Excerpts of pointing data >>
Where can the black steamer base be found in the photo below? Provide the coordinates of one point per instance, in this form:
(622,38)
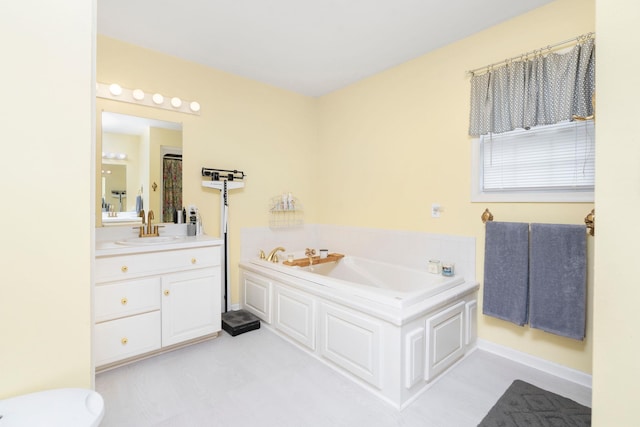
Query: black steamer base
(239,321)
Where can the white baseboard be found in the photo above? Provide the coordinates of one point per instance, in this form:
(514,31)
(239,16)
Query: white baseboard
(552,368)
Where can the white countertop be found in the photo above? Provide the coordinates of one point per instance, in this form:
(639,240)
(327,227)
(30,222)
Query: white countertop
(107,242)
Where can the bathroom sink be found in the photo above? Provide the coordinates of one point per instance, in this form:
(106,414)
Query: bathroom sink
(155,240)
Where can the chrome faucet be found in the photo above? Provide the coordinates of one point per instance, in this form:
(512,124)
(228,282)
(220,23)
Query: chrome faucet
(310,253)
(273,255)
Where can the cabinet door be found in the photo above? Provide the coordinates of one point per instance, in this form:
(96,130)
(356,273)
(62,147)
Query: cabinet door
(190,305)
(294,315)
(352,341)
(256,295)
(445,339)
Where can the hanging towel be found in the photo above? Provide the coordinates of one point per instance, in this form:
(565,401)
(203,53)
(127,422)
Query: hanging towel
(506,271)
(139,206)
(558,279)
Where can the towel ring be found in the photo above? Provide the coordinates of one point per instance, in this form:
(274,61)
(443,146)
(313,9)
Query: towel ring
(589,220)
(486,216)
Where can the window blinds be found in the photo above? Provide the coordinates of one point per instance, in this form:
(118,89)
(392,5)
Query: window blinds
(556,157)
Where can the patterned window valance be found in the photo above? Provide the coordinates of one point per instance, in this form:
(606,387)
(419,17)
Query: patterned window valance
(538,91)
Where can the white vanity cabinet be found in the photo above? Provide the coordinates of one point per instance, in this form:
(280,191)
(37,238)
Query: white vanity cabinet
(151,300)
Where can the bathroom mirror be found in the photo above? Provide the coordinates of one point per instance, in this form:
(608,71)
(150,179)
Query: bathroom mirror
(141,168)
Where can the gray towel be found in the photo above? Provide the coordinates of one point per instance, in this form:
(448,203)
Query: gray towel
(558,279)
(506,271)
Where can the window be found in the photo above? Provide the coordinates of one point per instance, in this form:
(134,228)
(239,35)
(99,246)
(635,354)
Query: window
(553,163)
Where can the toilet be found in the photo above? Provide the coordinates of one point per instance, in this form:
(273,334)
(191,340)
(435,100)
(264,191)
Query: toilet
(77,407)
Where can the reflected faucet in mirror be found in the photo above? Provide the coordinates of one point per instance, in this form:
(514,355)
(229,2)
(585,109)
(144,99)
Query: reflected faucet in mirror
(151,230)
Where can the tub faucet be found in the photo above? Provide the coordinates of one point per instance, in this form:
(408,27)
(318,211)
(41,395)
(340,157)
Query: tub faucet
(310,253)
(273,255)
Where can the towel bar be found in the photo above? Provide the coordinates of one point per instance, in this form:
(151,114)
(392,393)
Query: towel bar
(589,220)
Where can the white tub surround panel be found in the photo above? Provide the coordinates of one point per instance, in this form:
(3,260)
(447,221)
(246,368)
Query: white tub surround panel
(154,298)
(393,351)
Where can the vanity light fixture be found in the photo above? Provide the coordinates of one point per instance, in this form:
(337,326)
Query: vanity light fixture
(137,96)
(114,156)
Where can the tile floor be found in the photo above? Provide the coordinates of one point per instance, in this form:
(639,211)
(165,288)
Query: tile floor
(259,379)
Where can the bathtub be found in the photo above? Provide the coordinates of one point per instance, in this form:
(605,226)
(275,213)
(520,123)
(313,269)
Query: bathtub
(389,328)
(377,281)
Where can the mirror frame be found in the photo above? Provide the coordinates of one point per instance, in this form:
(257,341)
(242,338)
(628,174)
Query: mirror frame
(141,111)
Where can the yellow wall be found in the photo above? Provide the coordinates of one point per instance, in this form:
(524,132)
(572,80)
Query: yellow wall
(397,142)
(47,111)
(245,125)
(616,376)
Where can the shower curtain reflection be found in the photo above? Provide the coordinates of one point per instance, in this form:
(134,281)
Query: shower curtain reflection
(172,190)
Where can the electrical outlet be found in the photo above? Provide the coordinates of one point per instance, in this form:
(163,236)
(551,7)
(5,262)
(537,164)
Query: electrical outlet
(435,210)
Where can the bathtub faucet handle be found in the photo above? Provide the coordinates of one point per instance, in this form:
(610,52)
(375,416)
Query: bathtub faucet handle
(310,253)
(273,255)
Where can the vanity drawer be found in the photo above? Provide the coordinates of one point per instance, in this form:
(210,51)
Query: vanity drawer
(122,267)
(123,299)
(123,338)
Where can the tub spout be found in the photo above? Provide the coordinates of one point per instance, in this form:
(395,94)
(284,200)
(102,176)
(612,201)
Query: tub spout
(273,255)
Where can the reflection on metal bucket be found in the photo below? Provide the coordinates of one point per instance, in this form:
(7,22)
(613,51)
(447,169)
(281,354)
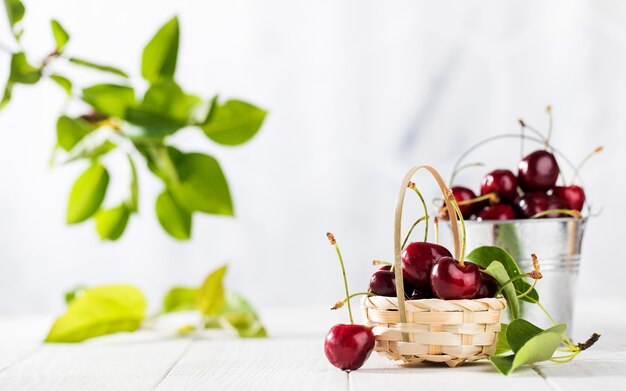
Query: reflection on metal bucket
(556,242)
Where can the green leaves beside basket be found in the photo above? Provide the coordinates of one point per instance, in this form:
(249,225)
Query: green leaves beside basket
(109,309)
(118,119)
(520,342)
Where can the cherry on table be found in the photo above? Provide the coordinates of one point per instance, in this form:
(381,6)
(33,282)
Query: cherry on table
(347,346)
(501,182)
(573,196)
(496,212)
(538,171)
(451,280)
(418,259)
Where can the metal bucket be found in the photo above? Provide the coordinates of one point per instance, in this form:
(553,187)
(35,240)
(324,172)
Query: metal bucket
(556,242)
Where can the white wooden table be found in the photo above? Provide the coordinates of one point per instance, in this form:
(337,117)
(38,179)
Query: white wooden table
(292,359)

Description of the task >> Write the records out again in full, exactly, and skip every picture.

Result of this task >>
Where can the black steamer base be found in the photo below? Provide the coordinates of one point per instance, in this form:
(622,38)
Query: black steamer base
(239,321)
Where can the white baseboard be found in the photo above? Provide the coordinates of one point per instance, in this form:
(514,31)
(239,16)
Query: white baseboard
(552,368)
Where can the white countertop be found in the photo above? Provide the coordinates of one point per instance, in this form:
(639,240)
(327,227)
(30,222)
Query: white countertop
(107,242)
Where can the bathroom sink be found in the photo above? Provide the coordinates of one point per instance, in this form:
(106,414)
Query: bathroom sink
(155,240)
Where can the chrome faucet be found in the photo above? Provide the coordinates of one point per instance, in this form:
(512,124)
(228,282)
(220,23)
Query: chrome faucet
(310,253)
(273,255)
Where can the cabinet door be found in the photo above? Provide the coordinates of one point per instance, in this form:
(96,130)
(356,273)
(62,147)
Query: cabinet door
(190,305)
(294,315)
(352,341)
(256,295)
(445,339)
Where can the hanging towel be found in the photo above? Provide the coordinates of one point per instance, in this form:
(565,401)
(203,53)
(127,422)
Query: hanging towel
(506,271)
(139,206)
(558,279)
Where can the towel ring be found in the photo above? Provide the coordinates of one point per instance, in this form:
(274,61)
(443,146)
(313,9)
Query: towel ring
(589,220)
(486,216)
Where can the window blinds be found in the photo above? Provide the coordinates of one point per instance, in this form:
(118,89)
(392,5)
Query: window blinds
(556,157)
Where can the patterned window valance be found in the photo above? Provide the coordinates of one point per instance, in this form:
(606,387)
(419,17)
Query: patterned window valance
(538,91)
Where can the white vanity cabinet be found in the photo above? Provide the coordinates of one point per instance, in this form:
(280,191)
(37,238)
Query: white vanity cabinet
(151,300)
Where can the bathroom mirror be found in the photo above? Provide the coordinates of one point per instance, in this form:
(608,71)
(150,179)
Query: bathroom mirror
(141,168)
Where can the gray towel be found in the photo above? Provide the coordinates of one point per instance, in this form:
(448,203)
Query: gray towel
(558,279)
(506,271)
Where can the window be found in the photo above? Provide the coordinates of one point per instance, in this form:
(134,228)
(239,35)
(99,246)
(635,354)
Query: window
(553,163)
Where can the toilet be found in the photo above? Provide the coordinates of one point per instance, in this form:
(273,334)
(191,340)
(435,100)
(264,191)
Query: toilet
(77,407)
Where can the reflected faucet in mirror be found in the photo above? Provide the coordinates of one point per instance, in this form:
(514,355)
(229,2)
(585,109)
(144,99)
Query: reflected faucet in mirror
(151,230)
Where can the tub faucet be found in the photo above? Provide the coordinates of one point per instance, in this form:
(408,27)
(318,211)
(41,395)
(340,157)
Query: tub faucet
(310,253)
(273,255)
Where can the towel bar be found in the photo above? Provide the coordinates of one point per instance, in this form:
(151,114)
(392,393)
Query: towel bar
(589,220)
Where can the white tub surround panel be found in the photo above? Provide the coordinates of one point per instance, in this form:
(3,260)
(447,221)
(246,368)
Query: white tub surround panel
(154,298)
(393,351)
Where can the vanity light fixture be found in the photo above? Provide the coordinates of one point per instance, in this form:
(337,326)
Query: vanity light fixture
(137,96)
(114,156)
Where can the tile floor be found in the photo above? Provide the coordinates of one point per instance, in this form:
(639,211)
(165,288)
Query: tile floor
(259,379)
Where can the bathtub be found in the photo above? Provide the coordinates of one point per instance, in this form:
(605,226)
(275,213)
(520,123)
(313,269)
Query: bathtub
(389,328)
(377,281)
Where can the mirror frame be found in the photo above? Provide the coordinates of one point per instance, in this form:
(257,341)
(242,338)
(628,174)
Query: mirror frame
(141,111)
Where can the yellow wall be found in the photo above? Provide the coordinates of one point per instance, in this form:
(524,132)
(572,80)
Query: yellow wall
(397,142)
(47,111)
(245,125)
(616,376)
Where can the shower curtain reflection be found in the photo above? Provide the coordinates of one point per instance, in this form:
(134,281)
Query: shower curtain reflection
(172,190)
Where can the electrical outlet be found in the photo above? Provide the coordinates of one point per instance, in this form:
(163,236)
(551,7)
(5,262)
(537,164)
Query: electrical outlet
(435,210)
Where can the bathtub faucet handle be found in the photo above? Provide the coordinates of one point per instance, in this form:
(610,52)
(375,416)
Query: bathtub faucet handle
(310,253)
(273,255)
Where can the vanity drawer be found in the photo above? Provide the coordinates of one point per instance, in this form:
(210,51)
Query: vanity drawer
(122,267)
(123,299)
(123,338)
Where can the tub spout be found in the photo above? Provide the coordinates of one point per instance, in this form:
(395,94)
(284,200)
(102,176)
(612,201)
Query: tub spout
(273,255)
Where can the reflection on metal bucket be found in the photo below? Provide the coordinates of one point per instance, in this form:
(7,22)
(613,51)
(447,169)
(281,354)
Query: reflection on metal bucket
(556,242)
Where can the green leaves beside basket be found in the photo above? Provide the coordinates of one point per instance, in this form:
(249,225)
Query: green leaves beside basket
(109,309)
(118,119)
(520,342)
Where can the cherry on table be found in the photo above? Provide the coordinates of one point per instance, in this form:
(381,6)
(33,282)
Query: cherry on table
(347,346)
(501,182)
(573,196)
(496,212)
(538,171)
(451,280)
(418,259)
Where can the metal bucket be found in the photo above? Provide the coordinates of one point per instance, in this form:
(553,187)
(35,240)
(324,172)
Query: metal bucket
(556,242)
Where can the white wooden table be found in the photo above? Provide the coordinates of one point per instance, in this form:
(337,117)
(38,179)
Query: white wooden table
(292,359)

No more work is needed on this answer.